THE PROBLEM: Reproduce verbatim the lines below, starting with the line that contains "Where can the green" and continuing through the final line.

--- DATA SHOWN ---

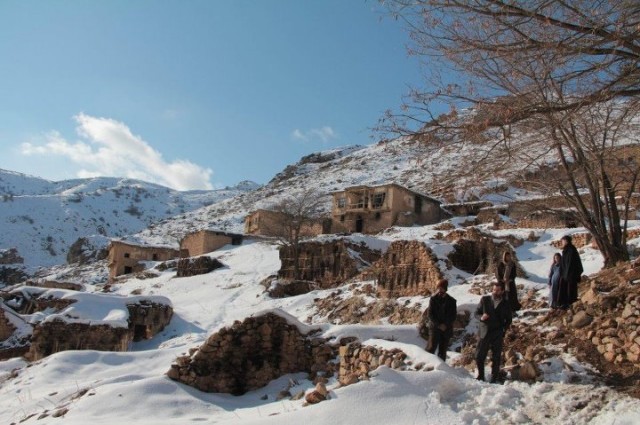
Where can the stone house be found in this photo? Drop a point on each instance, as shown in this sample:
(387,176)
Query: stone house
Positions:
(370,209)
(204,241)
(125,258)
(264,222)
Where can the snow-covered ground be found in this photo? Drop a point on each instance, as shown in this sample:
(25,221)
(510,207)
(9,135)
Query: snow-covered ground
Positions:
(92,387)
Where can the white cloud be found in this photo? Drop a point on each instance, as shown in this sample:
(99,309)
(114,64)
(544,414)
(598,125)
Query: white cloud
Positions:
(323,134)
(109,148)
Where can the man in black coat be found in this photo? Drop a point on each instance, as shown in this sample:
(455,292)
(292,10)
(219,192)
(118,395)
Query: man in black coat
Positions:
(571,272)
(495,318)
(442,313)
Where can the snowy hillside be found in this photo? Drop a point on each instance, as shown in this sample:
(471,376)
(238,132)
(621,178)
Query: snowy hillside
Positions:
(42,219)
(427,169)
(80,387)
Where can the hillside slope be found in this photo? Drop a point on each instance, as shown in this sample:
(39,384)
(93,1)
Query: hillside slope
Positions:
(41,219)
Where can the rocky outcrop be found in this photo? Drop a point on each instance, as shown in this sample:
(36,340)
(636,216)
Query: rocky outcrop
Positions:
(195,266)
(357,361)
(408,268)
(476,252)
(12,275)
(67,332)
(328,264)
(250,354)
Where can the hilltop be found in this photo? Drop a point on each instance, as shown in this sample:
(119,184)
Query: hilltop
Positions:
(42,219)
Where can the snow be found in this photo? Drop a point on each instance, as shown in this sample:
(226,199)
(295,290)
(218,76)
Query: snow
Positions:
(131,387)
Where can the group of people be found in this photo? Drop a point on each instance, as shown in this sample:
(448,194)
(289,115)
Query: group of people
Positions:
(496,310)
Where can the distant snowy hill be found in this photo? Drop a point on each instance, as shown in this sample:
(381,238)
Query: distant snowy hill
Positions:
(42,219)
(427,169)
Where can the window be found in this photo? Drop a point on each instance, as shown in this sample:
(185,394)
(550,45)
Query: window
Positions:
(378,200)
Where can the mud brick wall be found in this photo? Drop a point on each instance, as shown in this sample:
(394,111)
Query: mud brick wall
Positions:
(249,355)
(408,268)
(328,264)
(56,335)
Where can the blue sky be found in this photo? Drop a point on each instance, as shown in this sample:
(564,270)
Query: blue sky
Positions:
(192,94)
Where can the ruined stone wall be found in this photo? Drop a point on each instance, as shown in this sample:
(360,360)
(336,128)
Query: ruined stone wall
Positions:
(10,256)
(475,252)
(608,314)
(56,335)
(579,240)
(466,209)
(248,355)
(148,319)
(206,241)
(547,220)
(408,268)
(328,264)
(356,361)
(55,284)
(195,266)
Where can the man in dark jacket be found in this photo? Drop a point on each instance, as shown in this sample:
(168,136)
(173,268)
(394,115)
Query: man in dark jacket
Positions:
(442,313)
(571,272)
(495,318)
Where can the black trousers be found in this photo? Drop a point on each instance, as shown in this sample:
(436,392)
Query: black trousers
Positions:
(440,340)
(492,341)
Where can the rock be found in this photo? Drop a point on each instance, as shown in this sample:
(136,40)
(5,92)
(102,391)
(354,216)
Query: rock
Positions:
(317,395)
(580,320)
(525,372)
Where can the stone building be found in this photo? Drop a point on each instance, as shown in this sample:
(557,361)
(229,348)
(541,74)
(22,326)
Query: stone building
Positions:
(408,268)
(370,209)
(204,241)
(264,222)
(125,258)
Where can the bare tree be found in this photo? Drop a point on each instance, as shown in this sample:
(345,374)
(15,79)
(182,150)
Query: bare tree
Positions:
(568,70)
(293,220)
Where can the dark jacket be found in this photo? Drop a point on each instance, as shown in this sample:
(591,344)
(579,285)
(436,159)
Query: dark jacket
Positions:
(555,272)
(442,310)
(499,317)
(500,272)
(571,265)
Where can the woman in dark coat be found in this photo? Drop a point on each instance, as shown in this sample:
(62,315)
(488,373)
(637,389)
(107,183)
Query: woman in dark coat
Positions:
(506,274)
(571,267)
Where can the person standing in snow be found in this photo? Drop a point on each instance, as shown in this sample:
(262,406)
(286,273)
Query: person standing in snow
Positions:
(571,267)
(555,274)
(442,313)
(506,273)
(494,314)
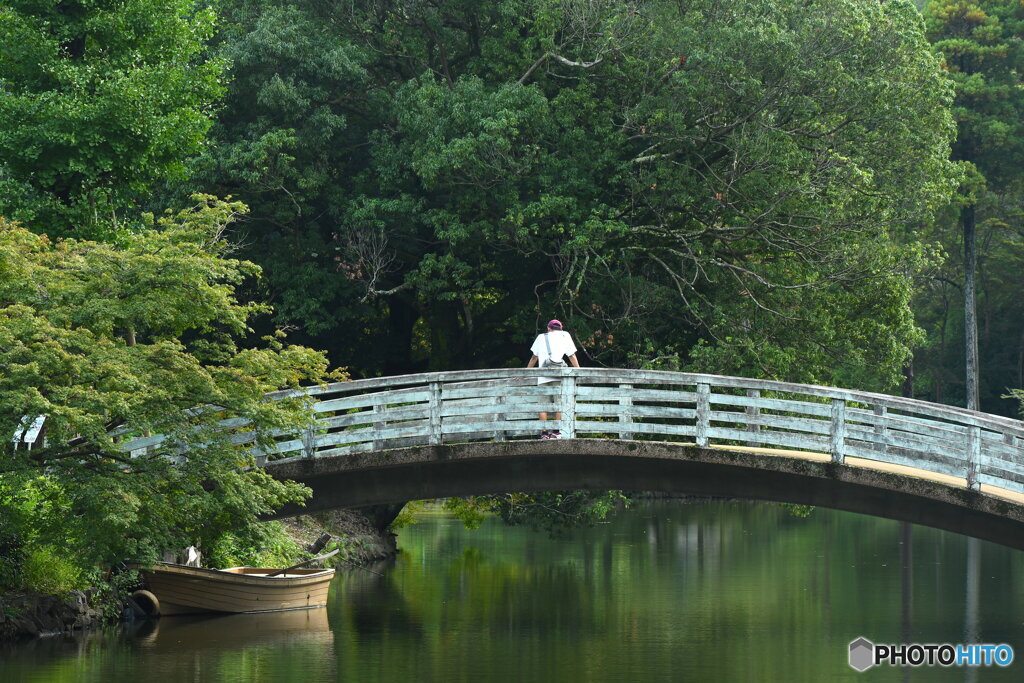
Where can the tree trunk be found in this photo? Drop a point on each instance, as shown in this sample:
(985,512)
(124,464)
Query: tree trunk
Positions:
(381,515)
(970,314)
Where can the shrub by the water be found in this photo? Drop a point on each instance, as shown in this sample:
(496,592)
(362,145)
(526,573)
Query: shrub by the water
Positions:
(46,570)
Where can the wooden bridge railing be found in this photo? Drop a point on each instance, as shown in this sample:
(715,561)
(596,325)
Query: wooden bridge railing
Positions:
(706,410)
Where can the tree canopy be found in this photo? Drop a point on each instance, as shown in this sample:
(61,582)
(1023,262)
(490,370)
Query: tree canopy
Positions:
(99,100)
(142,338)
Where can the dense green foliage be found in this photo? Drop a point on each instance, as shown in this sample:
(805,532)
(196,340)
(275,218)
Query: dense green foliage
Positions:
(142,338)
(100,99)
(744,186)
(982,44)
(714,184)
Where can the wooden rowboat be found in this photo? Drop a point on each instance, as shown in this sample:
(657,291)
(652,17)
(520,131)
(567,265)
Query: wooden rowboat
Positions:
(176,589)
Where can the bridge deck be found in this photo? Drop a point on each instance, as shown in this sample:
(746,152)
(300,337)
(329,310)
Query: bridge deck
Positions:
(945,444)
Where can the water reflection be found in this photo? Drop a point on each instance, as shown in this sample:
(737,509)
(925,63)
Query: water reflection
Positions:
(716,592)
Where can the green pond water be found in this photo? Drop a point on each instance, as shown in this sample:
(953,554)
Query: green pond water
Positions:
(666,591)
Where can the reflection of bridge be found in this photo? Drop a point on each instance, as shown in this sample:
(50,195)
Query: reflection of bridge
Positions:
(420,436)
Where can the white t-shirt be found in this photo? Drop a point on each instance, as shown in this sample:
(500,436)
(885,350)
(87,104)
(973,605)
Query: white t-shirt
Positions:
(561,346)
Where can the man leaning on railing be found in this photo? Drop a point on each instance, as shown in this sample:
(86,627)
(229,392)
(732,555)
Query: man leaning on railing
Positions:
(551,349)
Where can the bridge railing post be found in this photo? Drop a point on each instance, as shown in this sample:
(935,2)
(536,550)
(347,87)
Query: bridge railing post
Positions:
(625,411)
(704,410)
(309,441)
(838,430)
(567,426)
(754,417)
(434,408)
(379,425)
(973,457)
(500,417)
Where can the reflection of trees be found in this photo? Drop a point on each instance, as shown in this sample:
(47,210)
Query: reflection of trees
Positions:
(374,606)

---

SOLUTION TO THE EXERCISE:
Where can the green pond water be found in this photo? Drop a point on each instance, as shown in this sample:
(953,554)
Query: green pond water
Positions:
(666,591)
Where can the reflection of bridge be found in this photo? Drop a point on each instance, as shown in this sample:
(50,195)
Query: reflection of bridge
Positions:
(420,436)
Where can the white t-shirt be found in this photo? Drop a point on each instance, as shown in this sample:
(500,436)
(885,350)
(87,104)
(973,605)
Query: white t-shirt
Positions:
(561,346)
Where can the man leaning on railing be found in this photo? Drop a point on each instance, as shown in this sample:
(86,627)
(229,392)
(732,555)
Query: man leaning on railing
Positions:
(551,349)
Where can the bridge railing post be found in this photo? Drop a point on each instance, as shown in this sample:
(935,2)
(536,550)
(347,87)
Query: bridge railing post
Positions:
(625,411)
(704,410)
(309,441)
(838,430)
(567,426)
(754,417)
(434,408)
(379,425)
(973,457)
(500,417)
Where can the reflection of trees be found in this photo? Drop a point on each instance, as shown in this sample:
(47,210)
Query: reflection of trees
Positions:
(374,606)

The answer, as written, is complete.